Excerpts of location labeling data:
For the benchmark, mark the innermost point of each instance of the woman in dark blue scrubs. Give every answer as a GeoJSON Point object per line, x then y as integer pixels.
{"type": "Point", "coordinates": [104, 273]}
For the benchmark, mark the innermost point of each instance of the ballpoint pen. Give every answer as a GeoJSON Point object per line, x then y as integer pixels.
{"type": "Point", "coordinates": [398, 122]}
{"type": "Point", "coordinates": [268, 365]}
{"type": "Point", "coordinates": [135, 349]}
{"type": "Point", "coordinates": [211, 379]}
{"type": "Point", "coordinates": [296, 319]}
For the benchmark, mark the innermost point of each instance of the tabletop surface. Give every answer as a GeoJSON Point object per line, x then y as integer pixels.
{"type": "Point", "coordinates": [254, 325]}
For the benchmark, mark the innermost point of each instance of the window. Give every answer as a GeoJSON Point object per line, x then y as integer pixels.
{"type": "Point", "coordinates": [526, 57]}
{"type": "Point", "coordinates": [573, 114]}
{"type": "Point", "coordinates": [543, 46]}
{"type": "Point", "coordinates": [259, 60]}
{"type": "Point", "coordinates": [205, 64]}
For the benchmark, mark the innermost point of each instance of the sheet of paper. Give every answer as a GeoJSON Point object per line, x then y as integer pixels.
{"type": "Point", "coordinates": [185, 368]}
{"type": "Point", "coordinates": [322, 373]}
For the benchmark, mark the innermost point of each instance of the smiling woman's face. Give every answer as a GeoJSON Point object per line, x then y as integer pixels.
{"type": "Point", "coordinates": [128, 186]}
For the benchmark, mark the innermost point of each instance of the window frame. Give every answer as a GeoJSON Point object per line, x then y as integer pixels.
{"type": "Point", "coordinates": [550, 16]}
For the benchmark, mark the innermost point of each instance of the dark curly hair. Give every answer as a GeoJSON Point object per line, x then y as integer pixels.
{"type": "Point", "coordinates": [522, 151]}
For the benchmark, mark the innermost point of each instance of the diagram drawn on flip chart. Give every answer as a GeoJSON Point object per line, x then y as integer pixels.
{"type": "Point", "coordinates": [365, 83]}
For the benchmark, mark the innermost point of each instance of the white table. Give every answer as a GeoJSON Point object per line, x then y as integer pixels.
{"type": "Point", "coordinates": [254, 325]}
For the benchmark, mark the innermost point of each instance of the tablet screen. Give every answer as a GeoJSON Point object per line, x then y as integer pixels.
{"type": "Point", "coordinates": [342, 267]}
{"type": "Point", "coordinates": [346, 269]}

• _Problem statement_: Copy each line of the data above without altering a single character.

• _Reply to the task_:
For the benchmark, mark the innermost point of each instance of the woman in dark blue scrubs. Give every answer as a GeoJSON Point object per line, x then y as integer pixels.
{"type": "Point", "coordinates": [104, 273]}
For the benchmark, mark the innermost point of each instance of the ballpoint pen. Give every answer as a GeoJSON Point object per line, x then y as integer pixels.
{"type": "Point", "coordinates": [398, 122]}
{"type": "Point", "coordinates": [268, 365]}
{"type": "Point", "coordinates": [135, 349]}
{"type": "Point", "coordinates": [211, 379]}
{"type": "Point", "coordinates": [296, 319]}
For the benchmark, mark the innermost point of each instance of the tabletop surface. Give every answer as a GeoJSON Point object per line, x then y as integer pixels.
{"type": "Point", "coordinates": [254, 325]}
For the benchmark, mark the innermost point of each instance of the window. Give every answer as a GeoJSON Point object per line, x then y as integer pixels.
{"type": "Point", "coordinates": [526, 57]}
{"type": "Point", "coordinates": [573, 114]}
{"type": "Point", "coordinates": [543, 46]}
{"type": "Point", "coordinates": [259, 60]}
{"type": "Point", "coordinates": [205, 64]}
For the benchmark, mark the innermost point of each instance of the sheet of paper. Give every answer as a GeoJSON Point object per line, x then y as integer pixels.
{"type": "Point", "coordinates": [185, 368]}
{"type": "Point", "coordinates": [322, 373]}
For the benchmark, mark the innermost point of each instance of the smiling woman's face. Give every answer as a GeoJSON Point object per line, x then y as integer pixels.
{"type": "Point", "coordinates": [128, 186]}
For the benchmark, mark the innermost point of each instance of the window frame. Give every answer as a GeoJSON Point object per line, x then y as integer pixels.
{"type": "Point", "coordinates": [550, 16]}
For the benchmark, mark the innermost point of each instance of the dark curly hair. Give every answer as a GeoJSON Point object per line, x then y as integer pixels.
{"type": "Point", "coordinates": [522, 151]}
For the benchmark, mark the innermost point of each instance of the diagram drawn on flip chart. Give every answer as a GeoJSON Point object per line, x then y as integer pixels.
{"type": "Point", "coordinates": [365, 83]}
For the benchmark, mark the innermost point of each instance of the white table. Give every answer as a GeoJSON Point object per line, x then y as integer pixels.
{"type": "Point", "coordinates": [254, 325]}
For the benchmark, mark the innermost point of each instance of the tablet screen. Give every answer as a GeoJSON Point object per line, x then y as integer pixels.
{"type": "Point", "coordinates": [342, 267]}
{"type": "Point", "coordinates": [346, 269]}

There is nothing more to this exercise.